### Supplied information

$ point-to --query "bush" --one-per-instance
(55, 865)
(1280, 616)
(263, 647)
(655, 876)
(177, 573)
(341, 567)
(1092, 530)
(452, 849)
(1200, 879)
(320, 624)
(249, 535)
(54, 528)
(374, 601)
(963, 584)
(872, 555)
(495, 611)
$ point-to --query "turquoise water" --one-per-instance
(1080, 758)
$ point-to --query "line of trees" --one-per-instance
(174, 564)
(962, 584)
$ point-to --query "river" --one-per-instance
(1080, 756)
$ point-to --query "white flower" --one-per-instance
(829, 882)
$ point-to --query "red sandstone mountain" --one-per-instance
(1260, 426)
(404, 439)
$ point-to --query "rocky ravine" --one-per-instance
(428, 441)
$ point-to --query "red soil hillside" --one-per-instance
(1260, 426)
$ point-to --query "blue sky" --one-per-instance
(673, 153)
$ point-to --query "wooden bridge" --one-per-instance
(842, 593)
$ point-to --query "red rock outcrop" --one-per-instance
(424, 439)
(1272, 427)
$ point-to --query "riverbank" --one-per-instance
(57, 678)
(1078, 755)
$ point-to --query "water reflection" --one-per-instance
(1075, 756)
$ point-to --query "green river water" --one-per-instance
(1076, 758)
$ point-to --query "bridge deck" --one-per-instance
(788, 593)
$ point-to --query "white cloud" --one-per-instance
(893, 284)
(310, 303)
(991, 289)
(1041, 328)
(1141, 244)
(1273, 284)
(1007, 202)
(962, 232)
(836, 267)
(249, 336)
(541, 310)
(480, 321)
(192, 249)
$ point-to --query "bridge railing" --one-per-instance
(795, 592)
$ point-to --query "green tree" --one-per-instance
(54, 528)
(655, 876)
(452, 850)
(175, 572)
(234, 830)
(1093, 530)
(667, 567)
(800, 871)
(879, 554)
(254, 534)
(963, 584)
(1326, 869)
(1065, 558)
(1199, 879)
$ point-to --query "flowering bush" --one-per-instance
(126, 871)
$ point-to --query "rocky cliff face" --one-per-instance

### What the task requires
From the records above, extract everything verbatim.

### Solution for this task
$ point-to --query "bush" --one-per-instance
(55, 865)
(1280, 616)
(263, 647)
(655, 876)
(177, 573)
(341, 567)
(1092, 530)
(452, 849)
(1200, 879)
(320, 624)
(249, 535)
(54, 528)
(374, 601)
(963, 584)
(872, 555)
(495, 611)
$ point-to --query "turquoise water" --one-per-instance
(1080, 758)
$ point-to --query "line of trees" --one-per-instance
(174, 564)
(962, 584)
$ point-to --query "river" --one-per-instance
(1080, 756)
$ point-to --query "white flower" --one-per-instance
(829, 882)
$ point-to --query "red sandstone mountain" --one-per-instance
(1260, 426)
(404, 439)
$ point-to --query "rocky ravine" --one-per-instance
(428, 441)
$ point-to --query "red soil hillside" --one-per-instance
(1260, 426)
$ point-to --query "blue sky" --one-per-instance
(673, 153)
$ point-to --query "wooden bridge" --one-per-instance
(842, 593)
$ point-to --query "red rock outcrop" --one-per-instance
(424, 439)
(1272, 427)
$ point-to --query "riverbank" --one-per-instance
(57, 678)
(1078, 755)
$ point-to --query "water reflection" --one-per-instance
(1075, 756)
$ point-to --query "green river water" --one-per-instance
(1076, 758)
$ point-to --query "bridge deck" --one-per-instance
(788, 593)
$ point-to --query "white cloud" --one-per-instance
(893, 284)
(310, 303)
(991, 289)
(1041, 328)
(1141, 244)
(1273, 284)
(1007, 202)
(962, 232)
(836, 267)
(249, 336)
(541, 310)
(480, 321)
(192, 249)
$ point-to --query "bridge railing" --one-per-instance
(795, 592)
$ point-to --query "green tree" --one-per-instance
(54, 528)
(655, 876)
(452, 850)
(175, 572)
(234, 830)
(1093, 530)
(667, 567)
(800, 871)
(879, 554)
(254, 534)
(963, 584)
(1326, 869)
(1065, 558)
(1199, 879)
$ point-to --query "flowering bush" --one-per-instance
(126, 871)
$ point-to --query "rocky cliff face" --one-per-instance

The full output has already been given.